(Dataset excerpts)
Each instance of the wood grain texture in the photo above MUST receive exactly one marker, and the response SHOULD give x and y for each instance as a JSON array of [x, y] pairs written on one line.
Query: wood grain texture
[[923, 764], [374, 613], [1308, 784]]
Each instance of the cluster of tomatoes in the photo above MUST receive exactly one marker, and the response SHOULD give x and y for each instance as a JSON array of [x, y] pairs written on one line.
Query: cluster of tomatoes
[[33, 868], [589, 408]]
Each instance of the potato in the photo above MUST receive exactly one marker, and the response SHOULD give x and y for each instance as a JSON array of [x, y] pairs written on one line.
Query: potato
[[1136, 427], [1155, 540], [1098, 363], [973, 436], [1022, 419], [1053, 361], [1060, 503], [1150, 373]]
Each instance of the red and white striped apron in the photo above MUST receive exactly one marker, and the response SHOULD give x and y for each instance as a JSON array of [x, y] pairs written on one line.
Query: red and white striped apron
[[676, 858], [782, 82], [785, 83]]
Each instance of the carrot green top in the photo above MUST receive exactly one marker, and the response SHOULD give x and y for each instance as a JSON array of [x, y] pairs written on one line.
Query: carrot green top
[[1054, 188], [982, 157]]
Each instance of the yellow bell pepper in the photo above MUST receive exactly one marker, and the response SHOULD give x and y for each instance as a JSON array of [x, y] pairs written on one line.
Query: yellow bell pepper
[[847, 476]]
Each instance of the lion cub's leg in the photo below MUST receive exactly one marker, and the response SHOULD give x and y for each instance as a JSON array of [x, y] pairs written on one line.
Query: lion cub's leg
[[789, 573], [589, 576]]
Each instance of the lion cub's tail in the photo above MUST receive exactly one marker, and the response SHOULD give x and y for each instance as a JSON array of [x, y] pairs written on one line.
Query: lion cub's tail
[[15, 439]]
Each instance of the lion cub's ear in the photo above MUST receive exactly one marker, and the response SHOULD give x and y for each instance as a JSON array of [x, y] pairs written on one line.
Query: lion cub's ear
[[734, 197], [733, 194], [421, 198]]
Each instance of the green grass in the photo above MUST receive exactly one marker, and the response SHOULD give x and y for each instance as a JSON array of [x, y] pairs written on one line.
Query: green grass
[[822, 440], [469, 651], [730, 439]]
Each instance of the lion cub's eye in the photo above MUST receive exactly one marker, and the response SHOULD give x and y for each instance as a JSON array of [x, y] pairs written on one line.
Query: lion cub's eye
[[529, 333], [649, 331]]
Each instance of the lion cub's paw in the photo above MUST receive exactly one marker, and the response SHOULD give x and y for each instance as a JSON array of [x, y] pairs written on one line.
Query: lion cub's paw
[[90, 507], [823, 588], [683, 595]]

_Task prompt:_ Whenever a line of the data holds the string "above", pick that line out.

_Your response:_
Each instance of the wood grain texture in the photo above MUST receive exactly one marker, and the response SHOULD give x and y for each instance as a JSON array of [x, y] pairs written on one line.
Each instance of the cluster of tomatoes in the photo above MUST receive exactly one marker, and the response SHOULD give x and y for each instance as a JSON array of [x, y] pairs written on one line.
Each instance of the potato in the photo above MUST receive exactly one marker, and the response SHOULD give x and y for each instance as a JSON array of [x, y] pairs written on one line.
Each instance of the red and white striped apron in the photo above MUST receive exactly one marker, and the response SHOULD give x and y for each instance as a JSON array of [x, y] pairs written on one line.
Each instance of the carrot green top in the photo above MUST receive exactly one marker, and the response SHOULD give x and y for each instance as a JSON array of [x, y] pairs written on one line.
Each instance of the yellow bell pepper in the photo above MUST receive exactly one marker, and the response SHOULD give x and y for each instance as a JSON array of [x, y] pairs written on one line.
Each instance of the lion cub's tail in the photo above MUST receive exactly one marker, and the response SHOULD give x and y for each instance as a JSON array of [x, y] pairs written on one line.
Each instance of the lion cub's ear in the photo above MUST receive exactly one marker, and the response SHOULD give x and y for each instance as a JSON array of [x, y] pairs written on one line.
Each instance of the green grass in the photo above MUST receive exactly one marker, and the response SHOULD give x and y for each instance as a JSON array of [x, y] pairs written on one line.
Each instance of the lion cub's eye in the photo above MUST receive exactly one marker, and the response SHOULD give x and y for each instance as a JSON array of [x, y] pairs written on one line.
Each instance of the lion cub's paw in the photo above MUST receive exactly one marker, and the response SHOULD give x and y for each instance as a JSON array of [x, y] pairs written on one line.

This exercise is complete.